• _DESCRIPTION OF THE TASK_
Rewrite the listing below with every "conifer tree" changed to "pine tree" and all other text left unchanged.

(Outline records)
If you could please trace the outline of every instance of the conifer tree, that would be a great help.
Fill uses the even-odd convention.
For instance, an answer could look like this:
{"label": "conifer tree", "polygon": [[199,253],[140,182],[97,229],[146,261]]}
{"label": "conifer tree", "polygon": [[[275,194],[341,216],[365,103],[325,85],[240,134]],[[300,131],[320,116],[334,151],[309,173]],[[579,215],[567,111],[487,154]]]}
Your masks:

• _CORRECT OUTPUT_
If you could please trace the outline of every instance of the pine tree, that would be a great help.
Fill uses the even-odd convention.
For instance, an answer could look like this:
{"label": "pine tree", "polygon": [[199,253],[140,182],[97,229],[146,261]]}
{"label": "pine tree", "polygon": [[[275,194],[341,216],[365,103],[325,85],[240,134]],[[300,131],[320,116],[334,151],[309,173]],[[579,215],[567,111],[487,154]]]}
Your masks:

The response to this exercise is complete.